» Exercise requirements:
Every line from the top of the records below through the one containing "query (the phrase naming what to segment): woman's" must be copied exactly, and the pictures must not be.

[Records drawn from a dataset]
:::

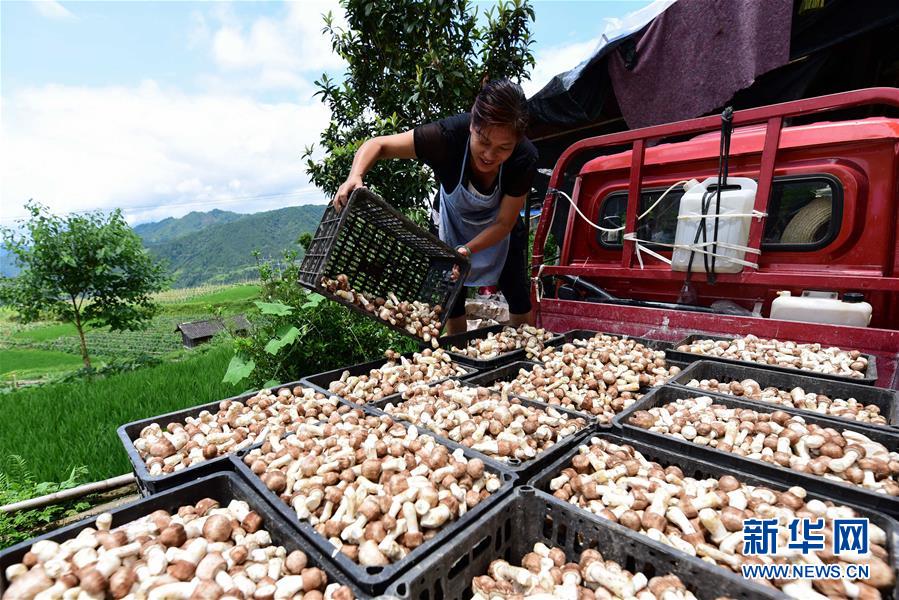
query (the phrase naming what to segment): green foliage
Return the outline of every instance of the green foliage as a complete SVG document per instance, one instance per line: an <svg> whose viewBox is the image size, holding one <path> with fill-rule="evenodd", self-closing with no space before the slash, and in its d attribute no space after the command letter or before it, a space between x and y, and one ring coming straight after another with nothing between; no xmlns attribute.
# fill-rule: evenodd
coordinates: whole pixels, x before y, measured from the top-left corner
<svg viewBox="0 0 899 600"><path fill-rule="evenodd" d="M4 245L22 271L3 280L0 299L25 321L46 314L90 326L139 329L157 310L150 295L165 288L165 270L147 253L120 210L59 217L29 203L24 232L4 229ZM85 367L90 358L81 344Z"/></svg>
<svg viewBox="0 0 899 600"><path fill-rule="evenodd" d="M315 231L324 210L317 204L238 215L229 222L188 228L179 237L147 248L168 262L178 287L246 281L256 274L254 250L276 258L296 248L299 235Z"/></svg>
<svg viewBox="0 0 899 600"><path fill-rule="evenodd" d="M57 483L38 482L26 464L25 459L15 454L8 456L0 464L0 505L29 500L86 483L85 467L72 468L68 477ZM74 501L34 510L20 510L12 514L0 513L0 549L27 540L48 523L87 510L89 506L87 502Z"/></svg>
<svg viewBox="0 0 899 600"><path fill-rule="evenodd" d="M304 154L312 181L329 196L362 143L471 108L481 80L520 81L534 65L527 0L501 1L486 13L467 0L342 0L348 28L325 15L324 32L347 62L342 83L327 75L317 95L331 111L321 160ZM401 210L423 207L433 185L414 161L380 161L366 184Z"/></svg>
<svg viewBox="0 0 899 600"><path fill-rule="evenodd" d="M387 348L408 352L409 338L311 294L296 282L296 252L284 254L280 271L260 261L262 301L250 314L253 332L234 339L235 355L225 372L228 383L269 387L377 358Z"/></svg>
<svg viewBox="0 0 899 600"><path fill-rule="evenodd" d="M4 395L0 456L22 455L46 481L65 479L72 464L85 465L89 481L127 473L116 428L241 393L221 382L231 354L229 346L207 344L180 361Z"/></svg>

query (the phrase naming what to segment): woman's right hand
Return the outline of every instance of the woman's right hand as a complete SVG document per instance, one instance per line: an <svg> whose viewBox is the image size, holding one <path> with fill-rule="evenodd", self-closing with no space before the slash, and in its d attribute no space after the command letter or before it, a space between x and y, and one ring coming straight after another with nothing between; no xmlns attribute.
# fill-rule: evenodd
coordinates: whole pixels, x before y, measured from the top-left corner
<svg viewBox="0 0 899 600"><path fill-rule="evenodd" d="M350 200L350 194L353 193L353 190L356 188L365 187L365 184L362 183L362 178L357 177L355 175L350 175L347 177L347 180L340 184L340 187L337 188L337 193L334 195L334 208L337 209L337 212L343 210L343 207L346 206L347 202Z"/></svg>

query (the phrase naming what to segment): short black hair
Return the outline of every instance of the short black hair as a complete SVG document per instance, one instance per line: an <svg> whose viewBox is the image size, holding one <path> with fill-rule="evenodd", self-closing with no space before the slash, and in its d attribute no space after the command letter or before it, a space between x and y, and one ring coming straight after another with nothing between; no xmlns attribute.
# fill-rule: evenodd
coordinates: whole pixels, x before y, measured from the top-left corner
<svg viewBox="0 0 899 600"><path fill-rule="evenodd" d="M471 107L475 130L495 125L511 127L522 137L528 128L528 103L524 90L508 79L493 79L484 84Z"/></svg>

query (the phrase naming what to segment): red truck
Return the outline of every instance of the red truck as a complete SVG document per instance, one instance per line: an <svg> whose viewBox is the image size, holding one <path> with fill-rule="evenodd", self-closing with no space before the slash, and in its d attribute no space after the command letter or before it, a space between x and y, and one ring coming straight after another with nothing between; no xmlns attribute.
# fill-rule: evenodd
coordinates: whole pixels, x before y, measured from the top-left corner
<svg viewBox="0 0 899 600"><path fill-rule="evenodd" d="M871 116L876 114L885 116ZM670 259L664 243L674 237L677 193L651 218L638 221L638 215L672 184L716 176L721 118L573 144L553 169L535 234L531 268L539 323L555 331L595 329L670 341L694 333L752 333L820 342L875 355L877 385L899 388L897 115L896 88L733 113L729 174L757 181L754 209L766 216L753 218L749 229L747 246L758 251L752 254L757 267L720 273L714 284L704 272L692 274L699 308L674 304L685 273L647 254L646 245L638 256L635 238L659 241L651 249ZM545 261L552 215L565 202L557 190L571 175L571 202L593 223L623 226L623 232L598 232L569 210L558 258ZM580 291L572 295L572 289ZM768 318L782 290L794 296L808 290L860 292L873 308L870 326ZM720 300L755 309L758 316L711 312L708 306Z"/></svg>

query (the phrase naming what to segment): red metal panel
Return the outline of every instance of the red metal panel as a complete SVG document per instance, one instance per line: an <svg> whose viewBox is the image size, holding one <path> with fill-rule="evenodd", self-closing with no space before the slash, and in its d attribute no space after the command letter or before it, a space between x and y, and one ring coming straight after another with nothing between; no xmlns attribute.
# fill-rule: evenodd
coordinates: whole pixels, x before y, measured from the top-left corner
<svg viewBox="0 0 899 600"><path fill-rule="evenodd" d="M777 147L780 144L780 128L783 125L781 117L774 117L768 120L768 127L765 131L765 148L762 150L762 170L759 173L758 190L755 194L755 210L760 213L768 212L768 199L771 197L771 180L774 178L774 165L777 161ZM760 248L762 243L762 232L765 229L765 218L752 219L749 225L749 242L750 248ZM747 258L753 262L757 262L758 258L750 258L752 255L747 254Z"/></svg>
<svg viewBox="0 0 899 600"><path fill-rule="evenodd" d="M694 333L730 336L752 333L765 338L861 350L877 357L877 385L899 389L899 331L553 299L544 299L539 312L540 324L559 332L594 329L672 342Z"/></svg>
<svg viewBox="0 0 899 600"><path fill-rule="evenodd" d="M634 142L631 151L631 181L627 190L627 215L624 222L624 233L633 233L637 230L637 210L640 208L640 186L643 182L643 154L646 150L645 140ZM634 252L637 243L624 240L624 250L621 253L621 266L629 269L634 264Z"/></svg>

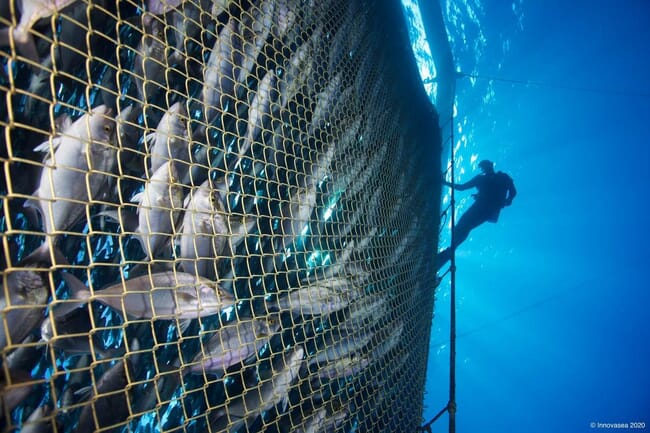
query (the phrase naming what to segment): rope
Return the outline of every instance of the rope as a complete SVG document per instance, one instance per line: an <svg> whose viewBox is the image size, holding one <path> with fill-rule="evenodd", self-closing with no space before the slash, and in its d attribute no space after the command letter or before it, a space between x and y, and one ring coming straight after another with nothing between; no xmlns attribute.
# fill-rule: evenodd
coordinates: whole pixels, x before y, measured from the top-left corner
<svg viewBox="0 0 650 433"><path fill-rule="evenodd" d="M479 75L479 74L468 74L465 72L457 72L457 77L464 77L464 78L474 78L477 80L489 80L489 81L498 81L501 83L511 83L511 84L521 84L524 86L535 86L535 87L543 87L547 89L558 89L558 90L570 90L573 92L588 92L588 93L597 93L601 95L614 95L614 96L634 96L634 97L642 97L642 98L650 98L650 93L645 93L645 92L630 92L626 90L618 90L618 89L596 89L593 87L576 87L576 86L563 86L560 84L553 84L553 83L544 83L541 81L530 81L530 80L517 80L517 79L511 79L511 78L501 78L501 77L495 77L495 76L490 76L490 75Z"/></svg>

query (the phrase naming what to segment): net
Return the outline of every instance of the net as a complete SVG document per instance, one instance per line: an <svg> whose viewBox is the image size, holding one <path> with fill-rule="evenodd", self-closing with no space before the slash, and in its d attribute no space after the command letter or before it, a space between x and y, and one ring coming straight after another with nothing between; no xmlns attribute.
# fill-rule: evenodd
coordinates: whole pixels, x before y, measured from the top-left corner
<svg viewBox="0 0 650 433"><path fill-rule="evenodd" d="M2 2L2 431L415 431L440 138L393 3Z"/></svg>

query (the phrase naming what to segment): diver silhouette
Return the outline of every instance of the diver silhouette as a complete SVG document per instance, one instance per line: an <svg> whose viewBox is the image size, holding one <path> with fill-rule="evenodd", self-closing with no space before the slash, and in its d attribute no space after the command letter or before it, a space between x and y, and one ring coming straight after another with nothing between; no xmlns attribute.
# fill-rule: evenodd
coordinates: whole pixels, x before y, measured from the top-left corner
<svg viewBox="0 0 650 433"><path fill-rule="evenodd" d="M467 239L474 228L484 222L497 222L501 209L510 206L512 199L517 195L512 178L501 171L495 172L492 161L481 161L478 166L483 174L474 176L467 183L451 183L444 178L442 180L443 185L459 191L476 188L478 192L473 195L474 204L460 217L454 227L453 245L438 254L438 269L451 259L451 254Z"/></svg>

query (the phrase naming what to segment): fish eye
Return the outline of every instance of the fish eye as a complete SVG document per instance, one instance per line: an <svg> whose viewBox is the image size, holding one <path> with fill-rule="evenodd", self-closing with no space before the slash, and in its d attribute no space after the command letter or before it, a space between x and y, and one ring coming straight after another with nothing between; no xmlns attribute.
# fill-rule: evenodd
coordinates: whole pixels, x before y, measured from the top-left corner
<svg viewBox="0 0 650 433"><path fill-rule="evenodd" d="M104 125L104 132L110 133L112 130L113 128L111 128L111 125L108 124Z"/></svg>

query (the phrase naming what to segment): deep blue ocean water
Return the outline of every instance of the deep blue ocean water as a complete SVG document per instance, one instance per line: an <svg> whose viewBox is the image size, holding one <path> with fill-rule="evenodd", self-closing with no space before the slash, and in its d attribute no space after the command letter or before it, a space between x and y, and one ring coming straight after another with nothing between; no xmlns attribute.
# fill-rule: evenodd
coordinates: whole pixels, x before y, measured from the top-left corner
<svg viewBox="0 0 650 433"><path fill-rule="evenodd" d="M461 71L543 84L457 82L457 181L491 159L519 191L457 250L457 431L650 432L650 2L443 4ZM425 420L448 400L448 295Z"/></svg>

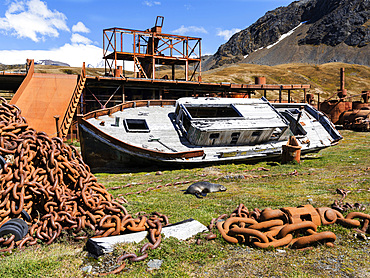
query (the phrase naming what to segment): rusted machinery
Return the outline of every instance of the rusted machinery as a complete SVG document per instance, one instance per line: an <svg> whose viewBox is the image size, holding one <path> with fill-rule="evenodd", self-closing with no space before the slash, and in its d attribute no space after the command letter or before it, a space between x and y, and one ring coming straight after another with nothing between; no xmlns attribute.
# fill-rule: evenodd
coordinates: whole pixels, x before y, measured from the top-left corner
<svg viewBox="0 0 370 278"><path fill-rule="evenodd" d="M364 103L353 102L353 109L339 116L339 124L345 129L370 131L370 91L362 92Z"/></svg>
<svg viewBox="0 0 370 278"><path fill-rule="evenodd" d="M335 125L345 129L370 131L370 91L362 91L359 95L348 96L345 89L345 70L340 71L340 89L336 92L339 100L331 100L335 93L320 103L319 110L327 114ZM361 96L363 101L346 101Z"/></svg>

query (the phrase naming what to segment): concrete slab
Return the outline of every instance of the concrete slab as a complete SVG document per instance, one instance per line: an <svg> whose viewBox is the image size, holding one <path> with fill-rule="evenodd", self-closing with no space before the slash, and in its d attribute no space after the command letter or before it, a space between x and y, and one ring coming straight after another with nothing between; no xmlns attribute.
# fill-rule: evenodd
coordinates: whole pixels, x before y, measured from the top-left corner
<svg viewBox="0 0 370 278"><path fill-rule="evenodd" d="M186 240L192 236L208 231L208 228L192 218L163 227L162 234L165 238L174 237ZM101 256L113 252L113 247L118 243L139 243L146 238L148 232L137 232L125 235L90 238L86 243L86 249L95 256Z"/></svg>

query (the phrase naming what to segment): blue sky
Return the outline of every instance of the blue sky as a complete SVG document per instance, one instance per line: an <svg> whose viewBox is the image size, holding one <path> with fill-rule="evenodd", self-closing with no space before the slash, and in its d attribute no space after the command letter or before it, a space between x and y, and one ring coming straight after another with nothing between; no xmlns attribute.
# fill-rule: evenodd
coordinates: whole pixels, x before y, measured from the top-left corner
<svg viewBox="0 0 370 278"><path fill-rule="evenodd" d="M230 36L291 0L1 0L0 63L26 58L80 66L101 62L103 29L145 30L164 16L163 33L202 38L213 54Z"/></svg>

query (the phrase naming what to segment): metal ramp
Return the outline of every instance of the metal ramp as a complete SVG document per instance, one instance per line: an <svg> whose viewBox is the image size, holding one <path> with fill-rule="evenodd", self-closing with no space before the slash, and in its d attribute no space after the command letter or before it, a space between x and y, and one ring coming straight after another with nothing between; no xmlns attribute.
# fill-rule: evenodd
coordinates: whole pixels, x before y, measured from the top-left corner
<svg viewBox="0 0 370 278"><path fill-rule="evenodd" d="M81 75L34 73L33 60L11 104L17 105L29 126L49 136L65 137L85 86ZM62 121L59 122L59 119Z"/></svg>

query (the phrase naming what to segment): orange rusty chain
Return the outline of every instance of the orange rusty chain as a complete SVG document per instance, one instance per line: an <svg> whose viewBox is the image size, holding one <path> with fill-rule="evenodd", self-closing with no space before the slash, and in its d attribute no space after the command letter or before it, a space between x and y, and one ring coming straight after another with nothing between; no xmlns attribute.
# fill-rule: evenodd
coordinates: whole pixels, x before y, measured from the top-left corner
<svg viewBox="0 0 370 278"><path fill-rule="evenodd" d="M356 220L354 218L359 218ZM223 220L226 219L226 220ZM209 229L211 233L206 239L215 239L212 233L215 226L222 237L230 243L243 243L259 248L290 246L305 248L317 243L333 246L336 236L333 232L318 233L317 227L322 225L341 224L345 227L359 228L359 232L369 230L370 215L362 212L350 212L344 217L339 211L328 207L315 209L311 205L297 208L282 208L249 211L243 204L235 209L230 217L222 214L213 218ZM303 235L303 236L299 236Z"/></svg>
<svg viewBox="0 0 370 278"><path fill-rule="evenodd" d="M0 227L25 214L30 227L17 242L14 235L0 237L0 252L38 240L50 244L65 232L79 240L91 232L109 236L148 230L151 244L141 249L140 257L130 254L132 261L145 259L145 250L159 245L167 216L153 213L133 218L97 182L76 148L36 132L18 107L3 98L0 102L0 155L7 162L0 170Z"/></svg>

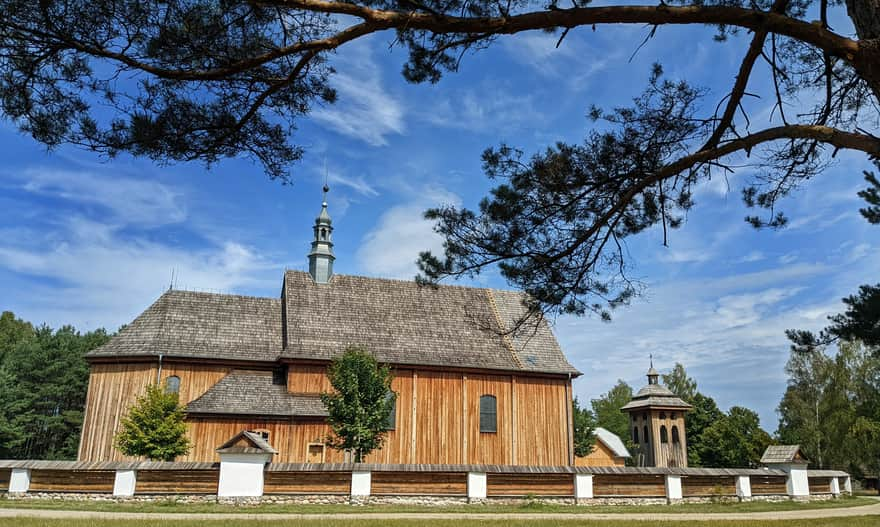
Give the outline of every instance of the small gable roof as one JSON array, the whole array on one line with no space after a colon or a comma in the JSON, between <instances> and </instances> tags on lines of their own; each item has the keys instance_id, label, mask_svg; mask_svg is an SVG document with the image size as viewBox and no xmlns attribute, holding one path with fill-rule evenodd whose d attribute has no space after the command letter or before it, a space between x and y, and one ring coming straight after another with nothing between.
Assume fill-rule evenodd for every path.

:::

» Task solution:
query (the phrase naming what to segment): green foliage
Return the outline of every instance of the green foliage as a complete SVG document per instance, one instance per line: an <svg> whose viewBox is the image size, holding one <path> with fill-rule="evenodd", self-closing with no space before the slash, and in its d attribute no space after the command letter or before it, a space between x and y, and one ring coming straight after another with nothing between; no xmlns attribute.
# fill-rule: evenodd
coordinates: whole pixels, x before y, measured from the top-left corner
<svg viewBox="0 0 899 600"><path fill-rule="evenodd" d="M4 245L22 271L3 280L0 299L25 321L46 314L90 326L139 329L157 310L150 295L165 288L165 270L147 253L120 210L59 217L29 203L24 232L4 229ZM85 367L90 358L81 344Z"/></svg>
<svg viewBox="0 0 899 600"><path fill-rule="evenodd" d="M315 231L324 210L317 204L238 215L229 222L188 228L179 237L147 248L168 262L178 287L246 281L256 274L254 250L276 258L296 248L299 235Z"/></svg>
<svg viewBox="0 0 899 600"><path fill-rule="evenodd" d="M57 483L38 482L26 464L25 459L15 454L8 456L0 464L0 505L29 500L86 483L85 467L72 468L68 477ZM74 501L34 510L20 510L12 514L0 513L0 549L27 540L48 523L87 510L89 506L87 502Z"/></svg>
<svg viewBox="0 0 899 600"><path fill-rule="evenodd" d="M304 154L312 181L329 196L362 143L471 108L481 80L520 81L534 65L527 0L501 1L486 13L467 0L342 0L348 28L325 15L324 32L347 62L342 83L327 75L317 95L331 111L321 160ZM401 210L423 207L433 185L414 161L380 161L366 184Z"/></svg>
<svg viewBox="0 0 899 600"><path fill-rule="evenodd" d="M387 348L408 352L409 338L311 294L296 282L296 252L284 254L280 271L260 261L262 301L250 314L253 332L234 339L235 355L225 372L228 383L269 387L377 358Z"/></svg>
<svg viewBox="0 0 899 600"><path fill-rule="evenodd" d="M4 395L0 456L22 455L46 481L65 479L72 464L85 465L89 481L127 473L116 428L241 393L221 382L231 354L229 346L207 344L180 361Z"/></svg>

query (the phrase naming what to segment): woman's right hand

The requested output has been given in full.